• **Items listed in the dataset**:

──────────────────────────────

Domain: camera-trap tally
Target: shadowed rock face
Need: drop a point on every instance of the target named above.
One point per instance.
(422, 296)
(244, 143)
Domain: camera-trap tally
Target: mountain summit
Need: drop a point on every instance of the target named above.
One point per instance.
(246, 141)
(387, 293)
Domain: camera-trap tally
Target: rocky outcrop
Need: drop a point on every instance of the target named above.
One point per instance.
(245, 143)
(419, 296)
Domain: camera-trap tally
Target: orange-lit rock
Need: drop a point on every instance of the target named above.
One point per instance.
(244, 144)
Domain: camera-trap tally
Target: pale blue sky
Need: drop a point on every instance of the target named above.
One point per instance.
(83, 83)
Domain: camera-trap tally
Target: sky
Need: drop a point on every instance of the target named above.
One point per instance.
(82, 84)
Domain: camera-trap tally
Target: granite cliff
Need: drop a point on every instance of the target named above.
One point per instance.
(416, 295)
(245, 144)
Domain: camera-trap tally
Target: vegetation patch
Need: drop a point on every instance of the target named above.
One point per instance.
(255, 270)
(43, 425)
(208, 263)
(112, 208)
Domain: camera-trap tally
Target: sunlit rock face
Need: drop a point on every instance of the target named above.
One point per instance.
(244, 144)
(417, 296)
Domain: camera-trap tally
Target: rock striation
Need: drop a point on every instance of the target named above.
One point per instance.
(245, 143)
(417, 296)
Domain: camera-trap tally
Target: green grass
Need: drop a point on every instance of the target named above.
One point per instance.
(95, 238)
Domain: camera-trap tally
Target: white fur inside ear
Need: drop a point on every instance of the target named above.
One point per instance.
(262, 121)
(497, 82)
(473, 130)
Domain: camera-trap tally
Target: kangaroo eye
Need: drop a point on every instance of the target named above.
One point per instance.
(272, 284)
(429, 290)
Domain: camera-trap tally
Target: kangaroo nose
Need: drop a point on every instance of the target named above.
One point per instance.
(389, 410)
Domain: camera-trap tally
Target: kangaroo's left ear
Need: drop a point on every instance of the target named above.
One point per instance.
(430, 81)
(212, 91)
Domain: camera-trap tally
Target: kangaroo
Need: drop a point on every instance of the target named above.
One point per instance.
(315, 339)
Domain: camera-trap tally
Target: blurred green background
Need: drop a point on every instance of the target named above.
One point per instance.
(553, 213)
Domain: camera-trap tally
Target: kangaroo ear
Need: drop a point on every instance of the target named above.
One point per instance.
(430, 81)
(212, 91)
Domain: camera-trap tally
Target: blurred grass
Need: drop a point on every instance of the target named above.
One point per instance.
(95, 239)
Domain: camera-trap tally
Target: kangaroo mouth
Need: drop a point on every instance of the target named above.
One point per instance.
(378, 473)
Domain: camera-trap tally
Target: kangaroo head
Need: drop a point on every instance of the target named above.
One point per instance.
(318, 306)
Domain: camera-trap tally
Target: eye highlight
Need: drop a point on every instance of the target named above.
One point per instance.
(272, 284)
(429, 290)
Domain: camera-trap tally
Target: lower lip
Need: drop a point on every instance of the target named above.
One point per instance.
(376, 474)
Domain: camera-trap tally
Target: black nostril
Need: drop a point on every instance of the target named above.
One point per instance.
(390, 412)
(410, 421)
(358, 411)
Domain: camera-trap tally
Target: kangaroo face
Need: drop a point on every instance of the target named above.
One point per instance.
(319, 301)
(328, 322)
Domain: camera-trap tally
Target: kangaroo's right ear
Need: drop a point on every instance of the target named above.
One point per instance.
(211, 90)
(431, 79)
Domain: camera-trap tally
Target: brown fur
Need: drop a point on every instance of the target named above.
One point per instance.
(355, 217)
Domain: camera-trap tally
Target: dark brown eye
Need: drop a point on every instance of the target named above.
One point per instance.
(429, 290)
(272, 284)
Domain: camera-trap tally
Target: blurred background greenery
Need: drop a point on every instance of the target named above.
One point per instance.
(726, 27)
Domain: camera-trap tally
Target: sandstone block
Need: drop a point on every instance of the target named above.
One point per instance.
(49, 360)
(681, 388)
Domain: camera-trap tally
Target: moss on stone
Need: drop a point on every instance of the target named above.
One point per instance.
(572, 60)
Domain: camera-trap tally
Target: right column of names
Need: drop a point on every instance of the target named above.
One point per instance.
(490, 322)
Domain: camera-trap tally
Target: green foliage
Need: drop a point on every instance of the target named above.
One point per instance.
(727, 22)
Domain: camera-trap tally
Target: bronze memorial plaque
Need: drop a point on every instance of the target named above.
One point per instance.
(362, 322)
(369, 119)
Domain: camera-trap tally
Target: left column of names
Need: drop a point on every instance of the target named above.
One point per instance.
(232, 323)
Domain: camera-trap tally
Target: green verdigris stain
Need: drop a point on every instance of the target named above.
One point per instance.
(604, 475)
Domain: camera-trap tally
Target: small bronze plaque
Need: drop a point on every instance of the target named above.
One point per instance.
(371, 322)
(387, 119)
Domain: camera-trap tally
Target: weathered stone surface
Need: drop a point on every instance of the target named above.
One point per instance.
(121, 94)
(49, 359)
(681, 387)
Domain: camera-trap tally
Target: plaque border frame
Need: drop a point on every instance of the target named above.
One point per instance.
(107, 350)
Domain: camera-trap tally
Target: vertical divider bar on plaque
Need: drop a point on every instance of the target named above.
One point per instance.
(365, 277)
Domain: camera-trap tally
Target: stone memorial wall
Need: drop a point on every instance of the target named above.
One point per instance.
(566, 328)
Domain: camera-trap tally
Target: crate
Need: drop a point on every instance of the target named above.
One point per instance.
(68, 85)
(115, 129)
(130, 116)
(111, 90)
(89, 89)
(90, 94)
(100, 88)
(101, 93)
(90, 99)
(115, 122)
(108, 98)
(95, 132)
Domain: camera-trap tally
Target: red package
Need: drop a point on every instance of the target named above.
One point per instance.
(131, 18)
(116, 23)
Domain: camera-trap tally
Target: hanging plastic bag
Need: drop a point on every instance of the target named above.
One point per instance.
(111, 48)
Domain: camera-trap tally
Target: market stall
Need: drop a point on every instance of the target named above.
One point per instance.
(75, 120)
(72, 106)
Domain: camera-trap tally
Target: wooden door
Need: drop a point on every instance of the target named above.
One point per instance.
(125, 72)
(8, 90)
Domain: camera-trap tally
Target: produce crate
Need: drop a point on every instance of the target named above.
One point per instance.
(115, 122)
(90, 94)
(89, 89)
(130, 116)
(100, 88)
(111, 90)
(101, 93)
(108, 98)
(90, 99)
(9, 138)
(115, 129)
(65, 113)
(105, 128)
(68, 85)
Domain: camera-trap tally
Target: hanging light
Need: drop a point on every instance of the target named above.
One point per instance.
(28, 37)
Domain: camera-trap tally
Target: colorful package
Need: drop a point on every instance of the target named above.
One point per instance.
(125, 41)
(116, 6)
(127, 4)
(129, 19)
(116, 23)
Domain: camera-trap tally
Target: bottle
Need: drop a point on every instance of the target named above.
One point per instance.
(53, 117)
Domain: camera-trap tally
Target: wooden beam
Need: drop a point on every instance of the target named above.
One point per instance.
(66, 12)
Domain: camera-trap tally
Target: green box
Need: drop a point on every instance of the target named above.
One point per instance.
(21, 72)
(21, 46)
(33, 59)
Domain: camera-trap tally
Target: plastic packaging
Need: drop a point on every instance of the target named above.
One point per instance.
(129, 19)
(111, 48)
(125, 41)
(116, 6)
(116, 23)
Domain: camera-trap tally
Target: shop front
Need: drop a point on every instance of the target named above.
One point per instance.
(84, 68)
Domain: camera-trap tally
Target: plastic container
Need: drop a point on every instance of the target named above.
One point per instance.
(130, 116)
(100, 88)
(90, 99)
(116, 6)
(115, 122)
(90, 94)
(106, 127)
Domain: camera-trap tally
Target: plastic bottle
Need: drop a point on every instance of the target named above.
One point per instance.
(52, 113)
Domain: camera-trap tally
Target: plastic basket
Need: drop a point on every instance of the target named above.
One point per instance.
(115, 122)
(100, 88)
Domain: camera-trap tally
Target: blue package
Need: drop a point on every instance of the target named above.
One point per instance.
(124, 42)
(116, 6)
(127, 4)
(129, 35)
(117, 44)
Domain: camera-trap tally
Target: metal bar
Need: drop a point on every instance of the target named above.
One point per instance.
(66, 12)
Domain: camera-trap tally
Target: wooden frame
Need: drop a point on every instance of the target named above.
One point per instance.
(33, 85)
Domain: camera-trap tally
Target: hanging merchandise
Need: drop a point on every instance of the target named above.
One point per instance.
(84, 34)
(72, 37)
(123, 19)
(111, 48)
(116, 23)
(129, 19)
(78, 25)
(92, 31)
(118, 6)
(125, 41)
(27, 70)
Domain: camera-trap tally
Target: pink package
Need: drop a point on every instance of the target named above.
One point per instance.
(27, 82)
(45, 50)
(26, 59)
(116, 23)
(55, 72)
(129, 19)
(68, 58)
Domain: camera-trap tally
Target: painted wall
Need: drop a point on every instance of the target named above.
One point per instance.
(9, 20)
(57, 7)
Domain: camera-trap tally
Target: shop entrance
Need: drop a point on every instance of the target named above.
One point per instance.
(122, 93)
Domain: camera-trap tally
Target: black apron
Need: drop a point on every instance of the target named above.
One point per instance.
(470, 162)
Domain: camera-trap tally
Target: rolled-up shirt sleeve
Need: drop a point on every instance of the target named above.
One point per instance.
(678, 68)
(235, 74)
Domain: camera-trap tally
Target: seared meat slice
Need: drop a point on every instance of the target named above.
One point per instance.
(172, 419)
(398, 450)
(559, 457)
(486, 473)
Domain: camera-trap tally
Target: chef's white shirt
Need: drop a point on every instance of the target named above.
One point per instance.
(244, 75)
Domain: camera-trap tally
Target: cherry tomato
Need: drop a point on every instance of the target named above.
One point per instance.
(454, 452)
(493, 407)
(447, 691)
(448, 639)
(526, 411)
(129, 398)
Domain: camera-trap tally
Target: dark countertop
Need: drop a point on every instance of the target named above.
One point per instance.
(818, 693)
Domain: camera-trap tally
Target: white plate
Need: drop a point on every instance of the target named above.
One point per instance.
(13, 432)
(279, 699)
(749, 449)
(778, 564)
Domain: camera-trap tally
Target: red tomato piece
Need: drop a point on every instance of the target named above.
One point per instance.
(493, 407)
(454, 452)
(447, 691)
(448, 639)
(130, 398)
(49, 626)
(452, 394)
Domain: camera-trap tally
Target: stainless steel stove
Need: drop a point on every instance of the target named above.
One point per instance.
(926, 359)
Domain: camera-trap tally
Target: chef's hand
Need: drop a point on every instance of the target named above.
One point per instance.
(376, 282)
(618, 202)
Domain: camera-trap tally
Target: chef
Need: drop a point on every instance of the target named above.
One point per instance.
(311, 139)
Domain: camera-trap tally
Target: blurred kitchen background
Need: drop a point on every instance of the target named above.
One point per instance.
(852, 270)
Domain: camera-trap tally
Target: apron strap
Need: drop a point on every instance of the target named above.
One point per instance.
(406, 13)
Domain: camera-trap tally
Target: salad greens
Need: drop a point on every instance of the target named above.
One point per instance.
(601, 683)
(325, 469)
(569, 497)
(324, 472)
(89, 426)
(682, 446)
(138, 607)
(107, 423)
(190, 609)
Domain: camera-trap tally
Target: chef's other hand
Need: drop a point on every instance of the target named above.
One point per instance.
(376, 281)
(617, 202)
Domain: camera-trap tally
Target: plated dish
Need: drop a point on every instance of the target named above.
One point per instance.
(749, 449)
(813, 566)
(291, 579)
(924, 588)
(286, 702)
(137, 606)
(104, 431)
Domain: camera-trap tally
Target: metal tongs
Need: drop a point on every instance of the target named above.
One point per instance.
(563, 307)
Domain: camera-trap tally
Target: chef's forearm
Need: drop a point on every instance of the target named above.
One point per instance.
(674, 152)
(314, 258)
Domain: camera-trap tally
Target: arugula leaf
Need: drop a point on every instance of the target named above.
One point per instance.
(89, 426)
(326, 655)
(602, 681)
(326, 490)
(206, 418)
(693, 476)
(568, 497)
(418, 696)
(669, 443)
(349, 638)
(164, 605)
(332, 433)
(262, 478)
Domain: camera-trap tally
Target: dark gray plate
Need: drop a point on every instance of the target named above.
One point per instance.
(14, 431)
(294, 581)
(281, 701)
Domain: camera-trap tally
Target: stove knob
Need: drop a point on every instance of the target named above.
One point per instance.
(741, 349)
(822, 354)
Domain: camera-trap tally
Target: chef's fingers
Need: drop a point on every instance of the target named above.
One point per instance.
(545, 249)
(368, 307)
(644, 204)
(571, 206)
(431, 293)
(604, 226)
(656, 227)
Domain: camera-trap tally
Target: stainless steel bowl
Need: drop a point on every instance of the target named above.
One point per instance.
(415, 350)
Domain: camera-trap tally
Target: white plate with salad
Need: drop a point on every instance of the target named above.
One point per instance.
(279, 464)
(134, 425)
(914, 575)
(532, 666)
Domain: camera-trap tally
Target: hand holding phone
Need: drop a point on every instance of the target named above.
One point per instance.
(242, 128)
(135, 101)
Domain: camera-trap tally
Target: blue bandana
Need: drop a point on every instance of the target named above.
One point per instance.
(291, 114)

──────────────────────────────

Select each line of the material above that contains the word "stainless" and copy it out in full.

• **Answer to the exercise**:
Target: stainless steel stove
Target: stainless steel bowl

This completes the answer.